* [STATED TASK A]
Arrange the records from the line containing "green jacket in this photo." through the end of the records as a Markdown table with the columns Row and Record line. Number each line and leave out blank lines.

* [TEXT]
- - - -
Why Are Stories So Important To Us? Part 2. By Dr Linda Berman.

 

48549448542_d0bff5b0cc_oLouis Charles Moeller – Spinning Yarns. Gandalf’s Gallery. Flickr.

“We’re all made of stories. When they finally put us underground, the stories are what will go on. Not forever, perhaps, but for a time. It’s a kind of immortality, I suppose, bounded by limits, it’s true, but then so’s everything.”

Charles de Lint

  • Stories As Memory.

“But how could you live and have no story to tell?”
 Fyodor Dostoevsky

Stories are everywhere, and each day of our lives provides us with new stories. They remind us of the past, are relevant in the present, and also keep us connected to the future.

They will persist, passed down through the generations. What will also be preserved through our stories are examples of courage, strength and resilience, to inspire and support, a lasting message from the past.

There is almost an obligation to tell our children our ideas, values and experiences and to work at changing the world through stories.

Future generations can remember these stories and make them their own, taking from them the wisdom that fits their own needs and their own situation.

Crucially, many such stories can be revivified in the present and made relevant to today’s world.

“The unread story is not a story; it is little black marks on wood pulp. The reader, reading it, makes it live: a live thing, a story.”
Ursula K. Le Guin

“Carve your name on hearts, not tombstones. A legacy is etched into the minds of others and the stories they share about you.”
- - - -
* [RECORDS FOR THIS EXERCISE]
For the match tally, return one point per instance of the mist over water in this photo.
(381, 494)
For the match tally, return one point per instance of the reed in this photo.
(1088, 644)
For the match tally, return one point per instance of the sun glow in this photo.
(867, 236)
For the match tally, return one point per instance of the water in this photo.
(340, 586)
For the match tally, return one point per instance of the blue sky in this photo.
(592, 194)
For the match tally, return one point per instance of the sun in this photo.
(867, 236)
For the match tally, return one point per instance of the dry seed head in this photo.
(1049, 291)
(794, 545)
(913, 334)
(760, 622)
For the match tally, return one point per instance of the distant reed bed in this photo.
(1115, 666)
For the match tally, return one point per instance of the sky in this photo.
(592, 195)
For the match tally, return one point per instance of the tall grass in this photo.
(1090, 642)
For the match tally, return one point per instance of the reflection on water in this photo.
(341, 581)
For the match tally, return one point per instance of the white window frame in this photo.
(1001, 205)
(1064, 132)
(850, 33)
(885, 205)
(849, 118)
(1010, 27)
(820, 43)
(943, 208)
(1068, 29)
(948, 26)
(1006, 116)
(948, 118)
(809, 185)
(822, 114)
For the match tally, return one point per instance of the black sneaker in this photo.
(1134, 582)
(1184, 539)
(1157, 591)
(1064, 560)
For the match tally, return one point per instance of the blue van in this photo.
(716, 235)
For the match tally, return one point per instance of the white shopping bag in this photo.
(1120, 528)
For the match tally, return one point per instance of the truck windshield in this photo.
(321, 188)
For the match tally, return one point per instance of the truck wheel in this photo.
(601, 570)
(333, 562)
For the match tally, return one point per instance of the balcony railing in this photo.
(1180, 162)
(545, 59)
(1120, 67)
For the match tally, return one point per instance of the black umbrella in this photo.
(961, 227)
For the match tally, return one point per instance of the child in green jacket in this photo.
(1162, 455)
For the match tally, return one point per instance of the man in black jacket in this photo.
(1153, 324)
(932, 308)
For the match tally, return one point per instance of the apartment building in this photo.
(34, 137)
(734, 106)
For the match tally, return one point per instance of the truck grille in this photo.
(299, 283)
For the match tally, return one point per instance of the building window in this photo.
- - - -
* [STATED TASK B]
In the text on why stories matter, what does the Ursula K. Le Guin quotation say an unread story is?

* [WRITTEN RESPONSE A]
| Row | Record line |
|---|---|
| 1 | For the match tally, return one point per instance of the child in green jacket in this photo. |
| 2 | (1162, 455) |
| 3 | For the match tally, return one point per instance of the man in black jacket in this photo. |
| 4 | (1153, 324) |
| 5 | (932, 308) |
| 6 | For the match tally, return one point per instance of the apartment building in this photo. |
| 7 | (34, 137) |
| 8 | (734, 106) |
| 9 | For the match tally, return one point per instance of the truck grille in this photo. |
| 10 | (299, 283) |
| 11 | For the match tally, return one point per instance of the building window in this photo. |

* [WRITTEN RESPONSE B]
Little black marks on wood pulp.